◆ **YOUR TASK**:
Drop the images; return everything else in the listing below exactly.

Content starts

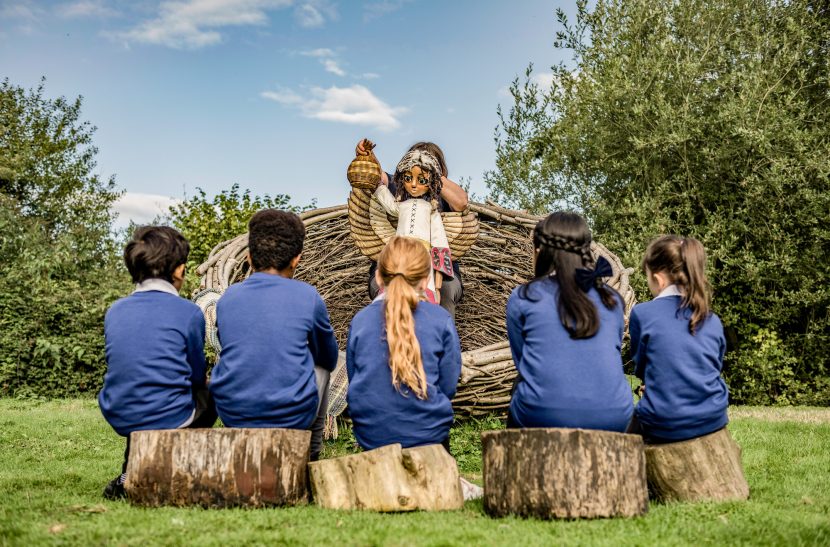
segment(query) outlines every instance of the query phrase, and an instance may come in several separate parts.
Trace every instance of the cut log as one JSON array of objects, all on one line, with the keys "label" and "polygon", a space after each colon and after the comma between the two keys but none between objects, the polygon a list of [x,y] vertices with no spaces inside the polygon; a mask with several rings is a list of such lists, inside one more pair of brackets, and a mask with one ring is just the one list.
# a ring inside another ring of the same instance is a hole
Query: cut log
[{"label": "cut log", "polygon": [[745,500],[741,447],[723,429],[670,444],[646,445],[646,473],[660,501]]},{"label": "cut log", "polygon": [[639,435],[587,429],[481,434],[484,509],[493,516],[632,517],[648,511]]},{"label": "cut log", "polygon": [[438,444],[391,444],[309,464],[314,501],[327,509],[446,511],[464,498],[458,465]]},{"label": "cut log", "polygon": [[310,442],[296,429],[136,431],[124,486],[144,506],[299,505],[308,501]]}]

Content ends

◆ **WRITTEN RESPONSE**:
segment(query) outlines every instance of the query phrase, and an instance may come in several separate parts.
Trace every instance of the cut log as one JSON array of objects, all on one line, with the keys "label" and "polygon", a space after each colon and after the comma between the two keys but none between objects, the polygon a list of [x,y] vertices with no spaces inside the polygon; a mask with several rings is a list of such lists, inside one more pair of brackets, and a mask with one ring is just the one list.
# a ring inside another ring of the same instance is a hole
Query: cut log
[{"label": "cut log", "polygon": [[745,500],[741,447],[723,429],[670,444],[646,445],[646,473],[660,501]]},{"label": "cut log", "polygon": [[639,435],[587,429],[481,434],[484,509],[493,516],[632,517],[648,511]]},{"label": "cut log", "polygon": [[438,444],[391,444],[309,464],[314,501],[327,509],[446,511],[464,498],[458,465]]},{"label": "cut log", "polygon": [[310,442],[296,429],[136,431],[124,486],[144,506],[299,505],[308,501]]}]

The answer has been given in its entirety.